Saved entries
________________________
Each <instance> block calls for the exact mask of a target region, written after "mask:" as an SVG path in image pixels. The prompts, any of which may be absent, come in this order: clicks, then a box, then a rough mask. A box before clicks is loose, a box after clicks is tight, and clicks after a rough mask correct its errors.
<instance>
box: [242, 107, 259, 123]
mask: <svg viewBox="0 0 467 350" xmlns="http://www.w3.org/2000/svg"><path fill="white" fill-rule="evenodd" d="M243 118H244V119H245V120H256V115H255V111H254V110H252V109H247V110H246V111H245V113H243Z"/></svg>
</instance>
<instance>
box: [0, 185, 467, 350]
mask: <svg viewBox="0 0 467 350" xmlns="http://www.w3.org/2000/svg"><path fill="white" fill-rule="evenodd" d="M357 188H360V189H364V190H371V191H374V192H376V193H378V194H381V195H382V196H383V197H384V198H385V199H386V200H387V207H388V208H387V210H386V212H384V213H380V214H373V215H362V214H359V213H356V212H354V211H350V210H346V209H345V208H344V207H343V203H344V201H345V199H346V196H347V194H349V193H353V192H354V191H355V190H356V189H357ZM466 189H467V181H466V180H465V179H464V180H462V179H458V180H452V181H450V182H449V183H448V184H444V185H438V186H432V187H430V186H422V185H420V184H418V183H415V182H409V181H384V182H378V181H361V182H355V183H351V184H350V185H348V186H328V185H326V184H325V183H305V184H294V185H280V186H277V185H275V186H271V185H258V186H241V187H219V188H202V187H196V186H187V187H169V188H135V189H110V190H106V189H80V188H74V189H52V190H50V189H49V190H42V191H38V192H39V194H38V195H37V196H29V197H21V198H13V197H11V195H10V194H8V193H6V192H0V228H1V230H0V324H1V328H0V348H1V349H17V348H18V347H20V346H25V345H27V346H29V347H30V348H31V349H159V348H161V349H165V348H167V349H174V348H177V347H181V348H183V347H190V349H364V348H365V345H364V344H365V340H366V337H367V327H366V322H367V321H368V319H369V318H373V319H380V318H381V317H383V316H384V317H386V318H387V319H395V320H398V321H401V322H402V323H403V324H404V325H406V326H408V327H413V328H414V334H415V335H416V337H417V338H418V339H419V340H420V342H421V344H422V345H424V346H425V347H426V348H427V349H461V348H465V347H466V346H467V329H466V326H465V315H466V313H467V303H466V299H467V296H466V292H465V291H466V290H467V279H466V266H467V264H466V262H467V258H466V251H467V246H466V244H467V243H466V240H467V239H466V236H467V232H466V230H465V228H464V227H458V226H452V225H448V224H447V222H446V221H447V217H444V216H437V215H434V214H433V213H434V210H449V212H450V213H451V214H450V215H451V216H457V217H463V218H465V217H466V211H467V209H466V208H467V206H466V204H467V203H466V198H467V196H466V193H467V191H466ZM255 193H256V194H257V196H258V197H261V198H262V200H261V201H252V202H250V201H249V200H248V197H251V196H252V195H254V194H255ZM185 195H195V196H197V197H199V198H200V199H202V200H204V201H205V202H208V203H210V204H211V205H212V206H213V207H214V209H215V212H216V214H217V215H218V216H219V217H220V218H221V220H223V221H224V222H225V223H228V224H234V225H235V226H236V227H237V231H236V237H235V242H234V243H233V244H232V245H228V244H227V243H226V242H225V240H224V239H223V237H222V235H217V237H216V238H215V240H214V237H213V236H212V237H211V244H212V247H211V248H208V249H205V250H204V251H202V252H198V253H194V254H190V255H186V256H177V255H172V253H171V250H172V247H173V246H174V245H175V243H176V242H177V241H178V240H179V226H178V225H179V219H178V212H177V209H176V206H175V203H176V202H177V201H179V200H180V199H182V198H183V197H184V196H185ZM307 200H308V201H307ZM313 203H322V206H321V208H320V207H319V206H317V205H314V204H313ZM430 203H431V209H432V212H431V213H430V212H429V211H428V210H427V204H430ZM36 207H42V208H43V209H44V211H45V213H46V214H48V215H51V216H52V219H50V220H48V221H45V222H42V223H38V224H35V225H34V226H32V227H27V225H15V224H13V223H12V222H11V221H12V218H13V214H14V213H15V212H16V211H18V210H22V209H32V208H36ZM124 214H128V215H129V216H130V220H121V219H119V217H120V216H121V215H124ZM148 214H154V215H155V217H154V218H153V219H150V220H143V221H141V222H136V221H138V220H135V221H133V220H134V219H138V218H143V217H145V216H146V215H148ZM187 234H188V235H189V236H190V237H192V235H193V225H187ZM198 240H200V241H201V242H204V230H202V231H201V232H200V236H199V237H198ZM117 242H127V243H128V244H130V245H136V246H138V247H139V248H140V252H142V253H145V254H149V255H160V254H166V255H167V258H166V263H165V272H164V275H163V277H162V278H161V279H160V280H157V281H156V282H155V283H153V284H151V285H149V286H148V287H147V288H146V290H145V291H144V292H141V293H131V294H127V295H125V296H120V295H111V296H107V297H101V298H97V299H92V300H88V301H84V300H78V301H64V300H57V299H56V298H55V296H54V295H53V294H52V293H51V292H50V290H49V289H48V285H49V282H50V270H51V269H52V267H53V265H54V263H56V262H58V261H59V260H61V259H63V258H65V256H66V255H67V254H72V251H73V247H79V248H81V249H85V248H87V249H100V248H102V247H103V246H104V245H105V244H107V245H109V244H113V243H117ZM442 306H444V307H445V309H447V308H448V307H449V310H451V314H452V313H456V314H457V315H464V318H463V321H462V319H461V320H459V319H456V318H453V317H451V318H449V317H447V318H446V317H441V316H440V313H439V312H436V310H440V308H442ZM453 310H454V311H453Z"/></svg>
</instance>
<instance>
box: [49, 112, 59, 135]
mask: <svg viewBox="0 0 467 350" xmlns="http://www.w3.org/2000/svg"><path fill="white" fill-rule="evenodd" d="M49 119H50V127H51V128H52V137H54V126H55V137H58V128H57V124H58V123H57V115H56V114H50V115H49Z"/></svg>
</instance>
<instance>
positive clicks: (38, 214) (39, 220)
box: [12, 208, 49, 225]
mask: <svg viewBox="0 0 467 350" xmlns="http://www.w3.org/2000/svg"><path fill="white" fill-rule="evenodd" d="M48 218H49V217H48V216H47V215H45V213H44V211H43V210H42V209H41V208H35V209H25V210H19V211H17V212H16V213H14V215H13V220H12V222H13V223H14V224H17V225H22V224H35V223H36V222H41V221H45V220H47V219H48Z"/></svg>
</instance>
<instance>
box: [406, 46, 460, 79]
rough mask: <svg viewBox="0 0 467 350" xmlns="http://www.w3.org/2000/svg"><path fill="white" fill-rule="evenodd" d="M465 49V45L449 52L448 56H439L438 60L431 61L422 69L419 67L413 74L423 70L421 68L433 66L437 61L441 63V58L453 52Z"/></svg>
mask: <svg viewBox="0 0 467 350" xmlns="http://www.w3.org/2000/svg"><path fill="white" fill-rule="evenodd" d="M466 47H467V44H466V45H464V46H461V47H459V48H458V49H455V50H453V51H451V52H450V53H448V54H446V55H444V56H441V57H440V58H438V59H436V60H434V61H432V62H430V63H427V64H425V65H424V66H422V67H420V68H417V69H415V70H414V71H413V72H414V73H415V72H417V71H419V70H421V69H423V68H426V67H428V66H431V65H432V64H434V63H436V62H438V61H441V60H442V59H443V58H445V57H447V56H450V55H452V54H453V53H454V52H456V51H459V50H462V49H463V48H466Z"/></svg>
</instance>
________________________
◆ WHAT IS REQUIRED
Exactly as shown above, write out all the records.

◆ THE ANSWER
Each <instance> block calls for the exact mask of a target region, written after "mask:" as an SVG path in image pixels. The prompts, any of which may be absent, come in this order: clicks, then a box, then a rough mask. A box before clicks is loose, a box after clicks is tight, and clicks after a rough mask correct its errors.
<instance>
box: [242, 107, 259, 123]
mask: <svg viewBox="0 0 467 350" xmlns="http://www.w3.org/2000/svg"><path fill="white" fill-rule="evenodd" d="M243 118H244V119H245V120H256V115H255V111H254V110H252V109H247V110H246V111H245V113H243Z"/></svg>
</instance>
<instance>
box: [0, 185, 467, 350]
mask: <svg viewBox="0 0 467 350" xmlns="http://www.w3.org/2000/svg"><path fill="white" fill-rule="evenodd" d="M357 188H360V189H364V190H371V191H374V192H376V193H378V194H381V195H382V196H383V197H384V198H385V199H386V200H387V207H388V208H387V210H386V212H384V213H380V214H373V215H362V214H359V213H356V212H354V211H350V210H346V209H345V208H344V207H343V203H344V201H345V199H346V196H347V194H349V193H353V192H354V191H355V190H356V189H357ZM466 189H467V181H466V180H465V179H464V180H462V179H458V180H452V181H450V182H449V183H448V184H444V185H438V186H432V187H430V186H422V185H420V184H418V183H415V182H409V181H384V182H378V181H361V182H355V183H351V184H350V185H348V186H328V185H326V184H325V183H305V184H294V185H280V186H277V185H275V186H271V185H258V186H241V187H219V188H202V187H196V186H187V187H169V188H135V189H110V190H106V189H80V188H74V189H52V190H50V189H49V190H42V191H38V192H39V194H38V195H37V196H29V197H21V198H13V197H11V195H10V194H8V193H6V192H0V228H1V230H0V324H1V328H0V348H1V349H17V348H18V347H20V346H25V345H27V346H29V347H30V348H31V349H159V348H161V349H165V348H167V349H174V348H177V347H181V348H183V347H190V349H364V348H365V345H364V344H365V340H366V337H367V327H366V322H367V321H368V319H369V318H373V319H380V318H381V317H383V316H384V317H386V318H387V319H395V320H398V321H401V322H402V323H403V324H404V325H406V326H408V327H413V328H414V334H415V335H416V337H417V338H418V339H419V340H420V342H421V344H422V345H424V346H425V347H426V348H427V349H461V348H465V347H466V346H467V329H466V326H465V315H466V313H467V303H466V299H467V296H466V292H465V291H466V290H467V279H466V266H467V264H466V262H467V258H466V251H467V246H466V244H467V243H466V240H467V239H466V236H467V232H466V230H465V228H464V227H458V226H452V225H448V224H447V222H446V221H447V217H444V216H437V215H434V214H433V213H434V210H449V212H450V213H451V214H450V215H451V216H457V217H463V218H465V217H466V211H467V209H466V208H467V206H466V204H467V203H466V198H467V196H466V193H467V191H466ZM255 193H256V194H257V196H258V197H261V198H262V200H261V201H252V202H250V201H249V200H248V197H251V196H252V195H254V194H255ZM185 195H195V196H197V197H199V198H200V199H202V200H204V201H205V202H208V203H210V204H211V205H212V206H213V207H214V209H215V212H216V214H217V215H218V216H219V217H220V218H221V220H223V221H224V222H225V223H228V224H234V225H235V226H236V227H237V231H236V237H235V242H234V243H233V244H232V245H228V244H227V243H226V242H225V240H224V239H223V237H222V235H217V237H216V238H215V240H214V237H213V236H212V237H211V244H212V247H211V248H208V249H205V250H204V251H202V252H198V253H194V254H190V255H186V256H177V255H172V253H171V250H172V247H173V246H174V245H175V243H176V242H177V241H178V240H179V226H178V225H179V219H178V212H177V209H176V206H175V203H176V202H177V201H179V200H180V199H182V198H183V197H184V196H185ZM307 200H308V201H307ZM313 203H322V206H321V208H320V207H319V206H317V205H314V204H313ZM430 203H431V209H432V212H431V213H430V212H429V211H428V210H427V204H430ZM36 207H42V208H43V209H44V211H45V213H46V214H48V215H51V216H52V219H50V220H48V221H45V222H42V223H38V224H35V225H34V226H32V227H27V225H15V224H13V223H12V222H11V221H12V218H13V214H14V213H15V212H16V211H18V210H22V209H32V208H36ZM124 214H128V215H129V216H130V220H121V219H119V217H120V216H121V215H124ZM148 214H154V215H155V217H154V218H153V219H150V220H143V221H141V222H136V221H138V220H135V221H133V220H134V219H138V218H143V217H145V216H146V215H148ZM187 234H188V235H189V236H190V237H192V235H193V225H187ZM198 240H200V241H201V242H204V230H202V231H201V232H200V236H199V237H198ZM117 242H127V243H128V244H130V245H136V246H138V247H139V248H140V252H142V253H145V254H149V255H160V254H166V255H167V258H166V263H165V272H164V275H163V277H162V278H161V279H160V280H157V281H156V282H155V283H153V284H151V285H149V286H148V287H147V288H146V290H145V291H144V292H141V293H131V294H127V295H125V296H120V295H111V296H107V297H101V298H97V299H92V300H88V301H84V300H78V301H64V300H57V299H56V298H55V296H54V295H53V294H52V293H51V292H50V290H49V289H48V285H49V282H50V270H51V269H52V267H53V265H54V263H56V262H58V261H59V260H61V259H63V258H65V256H66V255H67V254H72V251H73V247H79V248H81V249H85V248H87V249H100V248H102V247H103V246H104V245H105V244H107V245H109V244H113V243H117ZM442 306H444V307H445V309H447V308H448V307H449V310H451V314H452V313H456V314H457V315H464V318H463V321H462V319H461V320H459V319H456V318H453V317H451V318H449V317H447V318H446V317H441V316H440V313H439V312H436V310H440V308H442ZM453 310H454V311H453Z"/></svg>
</instance>
<instance>
box: [49, 112, 59, 135]
mask: <svg viewBox="0 0 467 350" xmlns="http://www.w3.org/2000/svg"><path fill="white" fill-rule="evenodd" d="M49 119H50V127H51V128H52V137H54V126H55V137H58V128H57V124H58V123H57V115H56V114H50V115H49Z"/></svg>
</instance>
<instance>
positive clicks: (38, 214) (39, 220)
box: [12, 208, 49, 225]
mask: <svg viewBox="0 0 467 350" xmlns="http://www.w3.org/2000/svg"><path fill="white" fill-rule="evenodd" d="M48 218H49V217H48V216H47V215H45V213H44V211H43V210H42V209H41V208H35V209H25V210H19V211H17V212H16V213H14V215H13V220H12V222H13V223H14V224H17V225H22V224H35V223H36V222H41V221H45V220H47V219H48Z"/></svg>
</instance>
<instance>
box: [406, 46, 460, 79]
rough mask: <svg viewBox="0 0 467 350" xmlns="http://www.w3.org/2000/svg"><path fill="white" fill-rule="evenodd" d="M465 49V45L449 52L448 56H439L438 60L431 61L422 69L419 67L413 74L423 70L421 68L433 66L437 61L441 63V58L453 52Z"/></svg>
mask: <svg viewBox="0 0 467 350" xmlns="http://www.w3.org/2000/svg"><path fill="white" fill-rule="evenodd" d="M466 47H467V44H466V45H464V46H461V47H459V48H458V49H455V50H453V51H451V52H450V53H448V54H446V55H444V56H441V57H440V58H438V59H436V60H434V61H432V62H430V63H427V64H425V65H424V66H422V67H420V68H417V69H415V70H414V71H413V72H414V73H415V72H417V71H419V70H421V69H423V68H426V67H428V66H431V65H432V64H434V63H436V62H438V61H441V60H442V59H443V58H445V57H447V56H450V55H452V54H453V53H454V52H456V51H459V50H462V49H463V48H466Z"/></svg>
</instance>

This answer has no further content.